RECORDS SUPPLIED below:

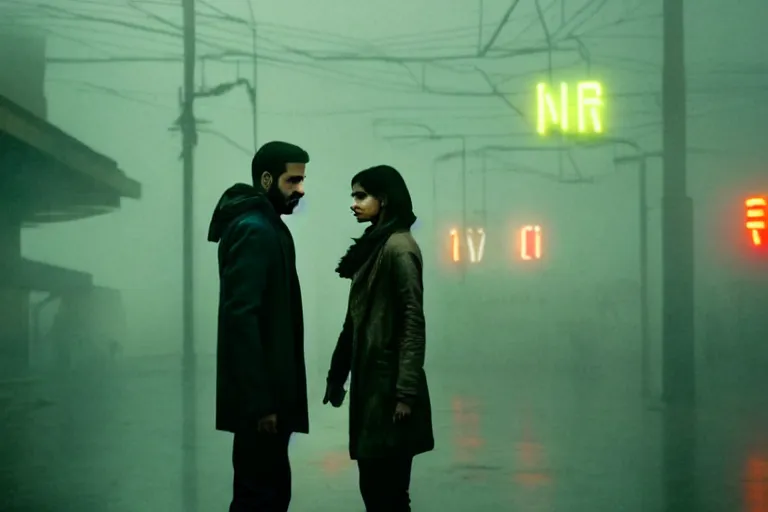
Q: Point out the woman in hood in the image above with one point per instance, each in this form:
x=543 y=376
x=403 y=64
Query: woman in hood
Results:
x=382 y=343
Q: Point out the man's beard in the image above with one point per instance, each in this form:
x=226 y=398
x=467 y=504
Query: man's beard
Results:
x=283 y=205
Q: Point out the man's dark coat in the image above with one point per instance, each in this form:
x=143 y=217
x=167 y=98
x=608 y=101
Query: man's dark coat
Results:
x=382 y=344
x=260 y=359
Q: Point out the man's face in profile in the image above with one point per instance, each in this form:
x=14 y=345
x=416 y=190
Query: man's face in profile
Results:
x=289 y=188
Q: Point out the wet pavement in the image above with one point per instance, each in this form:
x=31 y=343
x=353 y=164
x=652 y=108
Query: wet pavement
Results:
x=511 y=438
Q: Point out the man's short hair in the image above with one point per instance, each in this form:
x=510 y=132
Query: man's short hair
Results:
x=273 y=156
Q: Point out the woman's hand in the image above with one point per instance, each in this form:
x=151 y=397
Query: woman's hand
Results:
x=402 y=411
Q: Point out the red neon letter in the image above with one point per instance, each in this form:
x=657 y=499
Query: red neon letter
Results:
x=756 y=218
x=530 y=243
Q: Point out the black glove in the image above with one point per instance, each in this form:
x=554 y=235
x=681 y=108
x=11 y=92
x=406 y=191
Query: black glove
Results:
x=334 y=394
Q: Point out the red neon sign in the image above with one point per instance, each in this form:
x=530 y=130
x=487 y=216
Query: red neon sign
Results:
x=530 y=243
x=755 y=223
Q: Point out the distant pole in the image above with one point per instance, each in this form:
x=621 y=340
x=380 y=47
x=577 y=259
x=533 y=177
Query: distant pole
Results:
x=254 y=99
x=189 y=136
x=645 y=341
x=679 y=379
x=188 y=389
x=678 y=340
x=480 y=27
x=464 y=227
x=255 y=76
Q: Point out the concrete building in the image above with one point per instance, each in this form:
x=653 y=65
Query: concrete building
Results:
x=46 y=176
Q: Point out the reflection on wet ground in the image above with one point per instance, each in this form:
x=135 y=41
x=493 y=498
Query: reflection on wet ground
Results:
x=508 y=439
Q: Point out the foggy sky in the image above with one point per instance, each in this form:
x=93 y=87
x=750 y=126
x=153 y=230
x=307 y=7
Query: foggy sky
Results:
x=329 y=111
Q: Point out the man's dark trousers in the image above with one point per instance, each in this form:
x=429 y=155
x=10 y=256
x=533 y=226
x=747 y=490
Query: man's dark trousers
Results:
x=384 y=484
x=262 y=480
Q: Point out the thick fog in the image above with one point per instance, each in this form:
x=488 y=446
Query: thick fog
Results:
x=528 y=347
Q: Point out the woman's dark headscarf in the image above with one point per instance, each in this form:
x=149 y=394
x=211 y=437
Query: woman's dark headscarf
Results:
x=384 y=183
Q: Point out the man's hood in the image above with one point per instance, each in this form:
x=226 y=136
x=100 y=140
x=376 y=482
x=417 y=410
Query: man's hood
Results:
x=235 y=201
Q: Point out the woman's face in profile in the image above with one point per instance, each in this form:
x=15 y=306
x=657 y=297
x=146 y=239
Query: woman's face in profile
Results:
x=365 y=207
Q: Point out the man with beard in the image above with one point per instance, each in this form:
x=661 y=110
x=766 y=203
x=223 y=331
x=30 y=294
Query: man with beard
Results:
x=261 y=383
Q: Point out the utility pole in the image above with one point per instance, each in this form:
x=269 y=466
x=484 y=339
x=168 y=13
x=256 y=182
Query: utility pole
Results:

End of RECORDS SUPPLIED.

__WHAT THIS TASK INVOLVES__
Check each line above for the word "letter" and copy the ones that have it.

__EXERCISE ANSWER__
Q: Point out the red neon letter in the image above with one point per instance, each in this form:
Query: red neon letter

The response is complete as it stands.